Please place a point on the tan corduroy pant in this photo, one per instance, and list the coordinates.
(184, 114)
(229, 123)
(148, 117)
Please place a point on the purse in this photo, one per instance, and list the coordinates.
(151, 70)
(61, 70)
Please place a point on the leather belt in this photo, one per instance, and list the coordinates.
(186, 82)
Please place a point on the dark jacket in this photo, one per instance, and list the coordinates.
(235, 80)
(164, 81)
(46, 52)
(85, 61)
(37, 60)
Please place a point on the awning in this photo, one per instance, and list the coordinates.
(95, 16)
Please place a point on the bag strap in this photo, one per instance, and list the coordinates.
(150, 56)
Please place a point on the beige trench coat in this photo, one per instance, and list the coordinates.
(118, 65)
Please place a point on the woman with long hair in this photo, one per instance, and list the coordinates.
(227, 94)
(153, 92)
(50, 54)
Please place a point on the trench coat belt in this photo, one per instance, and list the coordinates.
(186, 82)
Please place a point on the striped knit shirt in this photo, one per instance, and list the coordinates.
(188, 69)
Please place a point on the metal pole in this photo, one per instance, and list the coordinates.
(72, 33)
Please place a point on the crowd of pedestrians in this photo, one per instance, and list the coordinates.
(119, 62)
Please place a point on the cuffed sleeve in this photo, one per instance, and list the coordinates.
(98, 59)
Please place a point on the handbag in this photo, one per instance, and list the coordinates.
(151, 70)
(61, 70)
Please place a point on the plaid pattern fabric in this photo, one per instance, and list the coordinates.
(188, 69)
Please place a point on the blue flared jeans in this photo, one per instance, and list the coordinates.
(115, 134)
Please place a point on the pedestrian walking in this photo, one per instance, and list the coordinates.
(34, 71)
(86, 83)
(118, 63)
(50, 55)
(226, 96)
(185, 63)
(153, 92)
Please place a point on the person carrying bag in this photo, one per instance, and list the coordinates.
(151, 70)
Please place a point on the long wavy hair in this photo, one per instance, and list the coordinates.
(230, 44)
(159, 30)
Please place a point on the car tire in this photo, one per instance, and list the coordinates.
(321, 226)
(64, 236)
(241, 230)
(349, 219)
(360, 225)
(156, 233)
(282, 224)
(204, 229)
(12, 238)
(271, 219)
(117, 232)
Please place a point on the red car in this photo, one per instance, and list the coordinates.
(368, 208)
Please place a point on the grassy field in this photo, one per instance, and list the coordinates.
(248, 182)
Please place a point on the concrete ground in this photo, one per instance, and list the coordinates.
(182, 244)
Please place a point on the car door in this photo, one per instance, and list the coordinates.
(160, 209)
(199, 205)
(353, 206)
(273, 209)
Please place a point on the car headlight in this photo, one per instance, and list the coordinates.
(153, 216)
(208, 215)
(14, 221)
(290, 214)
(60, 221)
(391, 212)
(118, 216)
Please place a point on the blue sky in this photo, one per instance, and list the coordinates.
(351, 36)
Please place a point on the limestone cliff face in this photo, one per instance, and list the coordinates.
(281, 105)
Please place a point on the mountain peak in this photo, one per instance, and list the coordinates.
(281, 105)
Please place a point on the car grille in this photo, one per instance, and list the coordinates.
◇ ◇ ◇ ◇ ◇
WHAT YOU NEED TO DO: Set down all of the entries above again, word for word and in the same order.

FINISHED ANSWER:
Please place a point on the tan corduroy pant in this photo, one per instance, and list the coordinates.
(184, 114)
(229, 123)
(148, 117)
Please place a point on the purse in this photo, one per instance, and list the coordinates.
(151, 70)
(61, 70)
Please place a point on the leather belt in this photo, one per instance, and list the coordinates.
(186, 82)
Please place a point on the dark jacket in this photo, one per instance, and list the coordinates.
(235, 80)
(164, 81)
(46, 52)
(85, 61)
(37, 60)
Please place a point on the awning in this photo, one per instance, and list the coordinates.
(95, 16)
Please place a point on the bag strap in this photo, one per instance, and list the coordinates.
(150, 56)
Please place a point on the beige trench coat in this photo, one per instance, and list the coordinates.
(118, 65)
Please place a point on the woman with long hair in this photo, one per instance, and list the coordinates.
(227, 94)
(153, 92)
(50, 54)
Please place a point on the trench coat belt in this photo, one per instance, and list the coordinates.
(186, 82)
Please place a point on the striped knit shirt in this photo, one per instance, and list the coordinates.
(188, 69)
Please place a point on the metal pole in this photo, one per instance, and list the coordinates.
(72, 33)
Please place a point on the crowd of pedestrians in this photo, one per instance, and list the coordinates.
(119, 62)
Please place a point on the cuffed sleeve in this photo, one per instance, and list the coordinates.
(98, 59)
Please place a point on the handbag in this photo, one per instance, and list the coordinates.
(151, 70)
(61, 70)
Please place a point on the plaid pattern fabric in this photo, one per instance, and list the coordinates.
(188, 69)
Please place a point on the blue flared jeans in this photo, one per instance, and list the coordinates.
(115, 134)
Please place a point on the pedestrian walking in this photo, one per instance, and list the coordinates.
(34, 71)
(86, 83)
(118, 63)
(50, 55)
(226, 96)
(185, 63)
(153, 92)
Please place a point on the person carrying bag in this photo, one per instance, and list the coordinates.
(151, 70)
Please place a point on the long wavy hair in this photo, one per instance, and list the coordinates.
(230, 44)
(159, 30)
Please place a point on the car tire in this photo, one per instance, and list the coordinates.
(321, 226)
(64, 236)
(241, 230)
(349, 219)
(360, 225)
(156, 233)
(282, 224)
(204, 229)
(12, 238)
(271, 219)
(117, 232)
Please place a point on the red car in this photo, one per instance, and list the coordinates.
(368, 208)
Please place a point on the grassy field in this photo, one per instance, and list the coordinates.
(248, 182)
Please place a point on the concrete ground in this photo, one per instance, and list the coordinates.
(182, 244)
Please place a point on the car door in this photo, one per instance, and list the coordinates.
(160, 209)
(199, 205)
(353, 206)
(273, 209)
Please place a point on the car headlight in this photo, one per instance, and list the coordinates.
(153, 216)
(208, 215)
(14, 221)
(290, 214)
(60, 221)
(391, 212)
(118, 216)
Please place a point on the blue sky in this photo, one per instance, and list the coordinates.
(351, 36)
Please place a point on the limestone cliff face in this photo, one per instance, and list the coordinates.
(281, 105)
Please place a point on the mountain peak in this photo, one per instance, and list the coordinates.
(281, 105)
Please place a point on the car grille in this photo, one per instance, and list the coordinates.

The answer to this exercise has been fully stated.